START MATERIAL FOR THE TASK

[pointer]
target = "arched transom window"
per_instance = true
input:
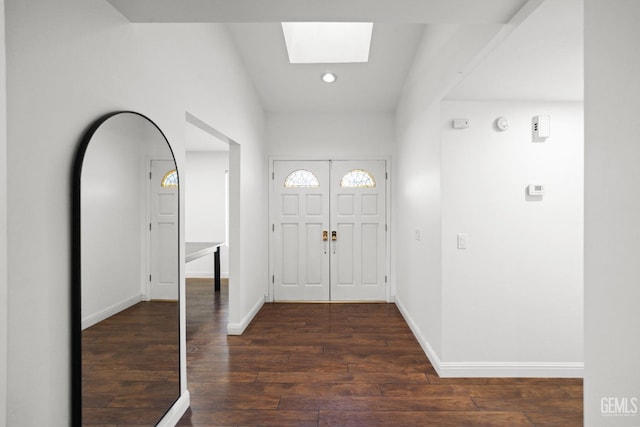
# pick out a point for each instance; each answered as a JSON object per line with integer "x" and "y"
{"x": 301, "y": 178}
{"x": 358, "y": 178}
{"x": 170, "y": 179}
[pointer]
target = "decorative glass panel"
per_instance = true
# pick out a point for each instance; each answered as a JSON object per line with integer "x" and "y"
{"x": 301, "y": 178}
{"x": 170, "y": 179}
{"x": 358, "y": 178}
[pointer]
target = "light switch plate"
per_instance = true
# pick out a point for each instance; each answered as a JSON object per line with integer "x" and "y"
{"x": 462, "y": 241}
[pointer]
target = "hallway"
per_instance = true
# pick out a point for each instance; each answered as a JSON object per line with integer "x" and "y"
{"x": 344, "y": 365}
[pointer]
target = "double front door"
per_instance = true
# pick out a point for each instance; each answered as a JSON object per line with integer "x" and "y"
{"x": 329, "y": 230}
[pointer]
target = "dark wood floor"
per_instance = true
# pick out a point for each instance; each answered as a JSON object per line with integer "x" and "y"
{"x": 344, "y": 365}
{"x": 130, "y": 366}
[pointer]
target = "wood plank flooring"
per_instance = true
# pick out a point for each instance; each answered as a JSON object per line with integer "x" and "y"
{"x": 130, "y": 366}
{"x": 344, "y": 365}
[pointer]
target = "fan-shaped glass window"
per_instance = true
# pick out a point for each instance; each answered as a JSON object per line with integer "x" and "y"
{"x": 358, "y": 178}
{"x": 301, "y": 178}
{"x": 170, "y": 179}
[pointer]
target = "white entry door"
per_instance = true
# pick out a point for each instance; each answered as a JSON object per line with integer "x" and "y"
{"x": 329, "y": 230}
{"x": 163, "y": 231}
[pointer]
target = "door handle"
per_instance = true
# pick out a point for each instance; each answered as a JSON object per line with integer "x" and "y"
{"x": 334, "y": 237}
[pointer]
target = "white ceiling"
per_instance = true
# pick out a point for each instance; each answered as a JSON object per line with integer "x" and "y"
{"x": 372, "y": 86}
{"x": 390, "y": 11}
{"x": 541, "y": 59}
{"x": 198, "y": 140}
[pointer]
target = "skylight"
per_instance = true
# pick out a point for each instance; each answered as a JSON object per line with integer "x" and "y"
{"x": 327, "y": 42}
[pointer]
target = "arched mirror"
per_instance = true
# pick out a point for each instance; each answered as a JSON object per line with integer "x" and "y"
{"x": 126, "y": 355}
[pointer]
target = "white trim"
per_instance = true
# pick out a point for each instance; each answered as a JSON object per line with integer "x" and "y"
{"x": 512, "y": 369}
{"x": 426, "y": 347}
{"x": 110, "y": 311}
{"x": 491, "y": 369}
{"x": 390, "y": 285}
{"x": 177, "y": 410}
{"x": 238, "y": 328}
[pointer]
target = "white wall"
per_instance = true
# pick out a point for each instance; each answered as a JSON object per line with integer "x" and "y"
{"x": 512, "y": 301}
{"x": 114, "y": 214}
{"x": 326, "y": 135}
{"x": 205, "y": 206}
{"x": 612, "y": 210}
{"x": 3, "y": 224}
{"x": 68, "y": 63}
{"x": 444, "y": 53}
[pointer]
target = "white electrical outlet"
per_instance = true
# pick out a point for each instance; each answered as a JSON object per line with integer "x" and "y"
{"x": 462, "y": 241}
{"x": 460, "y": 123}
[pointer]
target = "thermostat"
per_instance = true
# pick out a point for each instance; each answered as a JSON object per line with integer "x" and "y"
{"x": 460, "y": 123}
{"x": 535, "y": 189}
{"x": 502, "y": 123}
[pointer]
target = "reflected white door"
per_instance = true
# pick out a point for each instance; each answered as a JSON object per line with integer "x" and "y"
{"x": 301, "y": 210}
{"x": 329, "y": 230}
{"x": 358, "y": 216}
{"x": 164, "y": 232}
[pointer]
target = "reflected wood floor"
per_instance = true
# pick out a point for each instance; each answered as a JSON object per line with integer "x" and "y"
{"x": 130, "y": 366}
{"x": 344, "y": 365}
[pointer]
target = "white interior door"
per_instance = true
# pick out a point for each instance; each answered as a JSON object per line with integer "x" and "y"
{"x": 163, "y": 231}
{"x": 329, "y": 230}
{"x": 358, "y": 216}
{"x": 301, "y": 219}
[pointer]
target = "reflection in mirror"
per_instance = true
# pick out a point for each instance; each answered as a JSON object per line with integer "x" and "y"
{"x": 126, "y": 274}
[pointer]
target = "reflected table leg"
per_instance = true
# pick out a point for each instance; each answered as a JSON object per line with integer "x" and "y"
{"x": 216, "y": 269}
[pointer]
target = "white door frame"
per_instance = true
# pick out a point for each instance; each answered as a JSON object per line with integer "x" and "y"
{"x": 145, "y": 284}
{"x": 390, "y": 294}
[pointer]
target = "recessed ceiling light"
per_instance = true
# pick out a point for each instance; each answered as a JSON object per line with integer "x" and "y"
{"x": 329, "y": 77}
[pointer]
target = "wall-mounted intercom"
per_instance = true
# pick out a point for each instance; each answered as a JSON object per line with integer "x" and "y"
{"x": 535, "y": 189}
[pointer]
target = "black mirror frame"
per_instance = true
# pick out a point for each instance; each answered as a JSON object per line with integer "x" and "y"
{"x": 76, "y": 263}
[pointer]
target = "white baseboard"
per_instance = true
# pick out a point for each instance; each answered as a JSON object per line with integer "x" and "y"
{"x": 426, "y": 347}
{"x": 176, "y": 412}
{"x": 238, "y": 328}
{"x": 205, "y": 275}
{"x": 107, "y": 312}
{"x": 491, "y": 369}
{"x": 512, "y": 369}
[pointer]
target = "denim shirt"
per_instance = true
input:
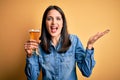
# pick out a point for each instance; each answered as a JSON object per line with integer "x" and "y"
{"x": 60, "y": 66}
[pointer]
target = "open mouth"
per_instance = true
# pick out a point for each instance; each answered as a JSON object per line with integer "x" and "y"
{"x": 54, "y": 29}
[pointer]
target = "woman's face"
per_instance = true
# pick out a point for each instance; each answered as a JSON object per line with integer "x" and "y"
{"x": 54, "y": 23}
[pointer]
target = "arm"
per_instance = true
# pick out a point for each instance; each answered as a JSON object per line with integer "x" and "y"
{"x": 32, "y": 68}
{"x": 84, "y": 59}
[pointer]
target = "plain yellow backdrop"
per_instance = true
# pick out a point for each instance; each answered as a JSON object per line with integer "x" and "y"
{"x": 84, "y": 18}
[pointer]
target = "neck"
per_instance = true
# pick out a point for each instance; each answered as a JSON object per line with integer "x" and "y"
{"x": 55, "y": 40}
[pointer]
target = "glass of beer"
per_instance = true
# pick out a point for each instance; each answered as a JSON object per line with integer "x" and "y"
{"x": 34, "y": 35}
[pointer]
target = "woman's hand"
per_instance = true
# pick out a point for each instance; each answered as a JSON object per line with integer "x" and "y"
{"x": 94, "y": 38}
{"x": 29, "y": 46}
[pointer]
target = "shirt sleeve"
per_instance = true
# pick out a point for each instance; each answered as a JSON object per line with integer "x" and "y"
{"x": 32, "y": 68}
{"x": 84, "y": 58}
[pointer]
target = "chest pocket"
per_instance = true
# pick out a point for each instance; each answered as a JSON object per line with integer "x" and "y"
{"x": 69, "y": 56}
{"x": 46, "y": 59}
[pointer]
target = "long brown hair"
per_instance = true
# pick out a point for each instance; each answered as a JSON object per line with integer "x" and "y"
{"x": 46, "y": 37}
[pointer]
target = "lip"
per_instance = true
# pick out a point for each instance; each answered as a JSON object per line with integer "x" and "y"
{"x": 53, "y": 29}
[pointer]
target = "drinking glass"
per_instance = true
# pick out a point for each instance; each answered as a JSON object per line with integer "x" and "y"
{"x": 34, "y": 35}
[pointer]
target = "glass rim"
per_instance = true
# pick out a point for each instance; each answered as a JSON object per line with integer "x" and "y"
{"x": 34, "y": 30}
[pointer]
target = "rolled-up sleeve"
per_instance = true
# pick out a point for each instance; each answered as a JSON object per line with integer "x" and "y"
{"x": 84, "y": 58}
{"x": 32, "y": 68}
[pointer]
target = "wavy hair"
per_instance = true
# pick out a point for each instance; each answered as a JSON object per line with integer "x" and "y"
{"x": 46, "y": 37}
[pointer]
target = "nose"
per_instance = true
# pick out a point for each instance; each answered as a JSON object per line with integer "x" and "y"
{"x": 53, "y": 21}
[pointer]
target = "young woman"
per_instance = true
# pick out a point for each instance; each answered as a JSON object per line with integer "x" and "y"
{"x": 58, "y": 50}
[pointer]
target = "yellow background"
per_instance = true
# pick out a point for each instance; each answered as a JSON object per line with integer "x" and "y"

END MATERIAL FOR THE TASK

▶ [PROBLEM TO WORK ON]
Going through the entries above, show each line that contains "glass".

▶ [RESULT]
target = "decorative glass panel"
target = "fan-shaped glass window"
target = "glass of beer"
target = "drinking glass"
target = "glass rim"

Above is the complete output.